Saturday, October 15

Deaths by bird flu a remote possibility in Pakistan

Large number of human deaths by bird flu in Pakistan is a remote possibility owing to the fact that conditions here are not favourable for virus spread, but the government must remain vigilant to forestall any untoward happening. It was learnt by The Nation on Saturday.
According to a recent report issued by a UN health official David Nabarro, a new flu pandemic could happen at any time and kill between 5-150 million people around the world. Nabarro, who is charged with co-ordinating responses to bird flu, said a mutation of the virus affecting Asia could trigger new outbreaks, and the consequences of which in terms of human life, when the pandemic would start, would be extraordinary and very damaging.
However, Prof. Dr. Masood Rabbani, Director University Diagnostic Lab of the University of Veterinary and Animal Sciences nullified such concerns, as far as Pakistan was concerned. He maintained that Pakistan was comparatively a safe region where so far not even a single incidence of bird flu had been reported. "The National Reference Lab on Poultry Diseases (Islamabad) had conducted studies and investigations into bird flu, but not a single case of H5N1 – name of the virus which causes bird flu – has been discovered so far," he added. On other hand, the Lab had discovered H7 and H9 viruses in birds, "which do not cause bird flu. Nevertheless, a mutation can occur in these viruses, which can prove to be dangerous," he said.

» **Task set**
1 – Write out the bird flu article from "Large number of" up to and including "and very damaging.".
2 – List every virus designation that the bird flu article names.
The lines after this point have no connection to the bird flu article.

» **Data below**
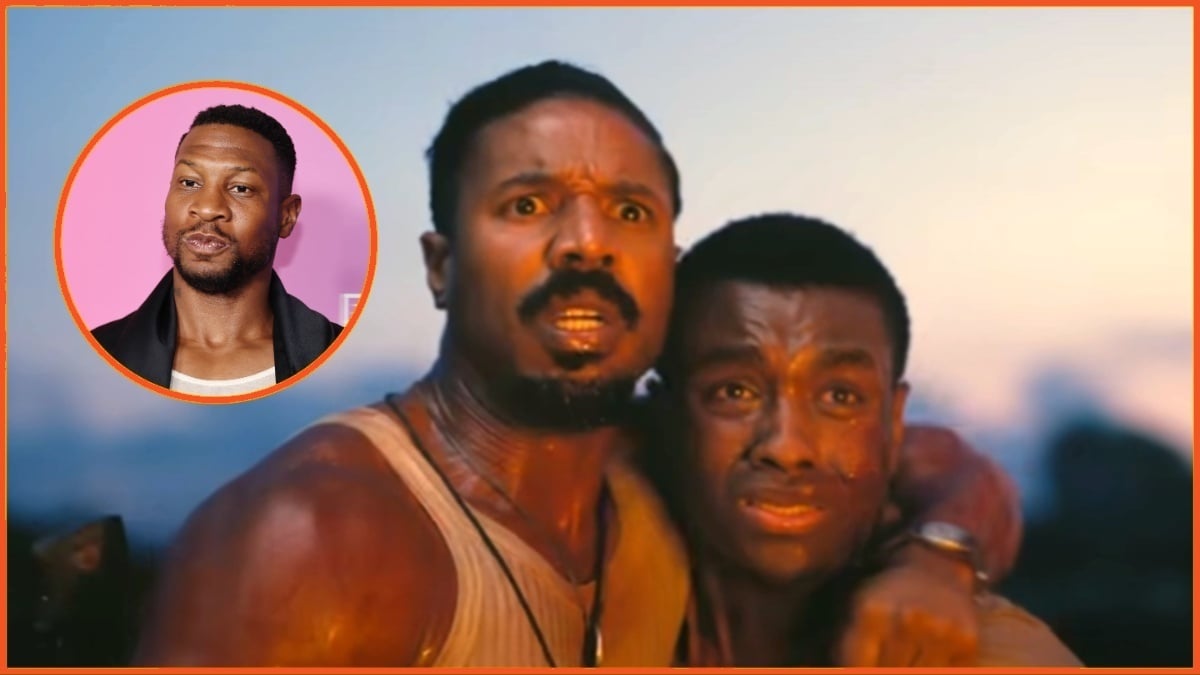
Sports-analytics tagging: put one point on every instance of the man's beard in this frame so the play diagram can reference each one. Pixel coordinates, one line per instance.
(223, 281)
(564, 405)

» **Answers to the exercises**
1 –
Large number of human deaths by bird flu in Pakistan is a remote possibility owing to the fact that conditions here are not favourable for virus spread, but the government must remain vigilant to forestall any untoward happening. It was learnt by The Nation on Saturday.
According to a recent report issued by a UN health official David Nabarro, a new flu pandemic could happen at any time and kill between 5-150 million people around the world. Nabarro, who is charged with co-ordinating responses to bird flu, said a mutation of the virus affecting Asia could trigger new outbreaks, and the consequences of which in terms of human life, when the pandemic would start, would be extraordinary and very damaging.

2 – H5N1, H7, H9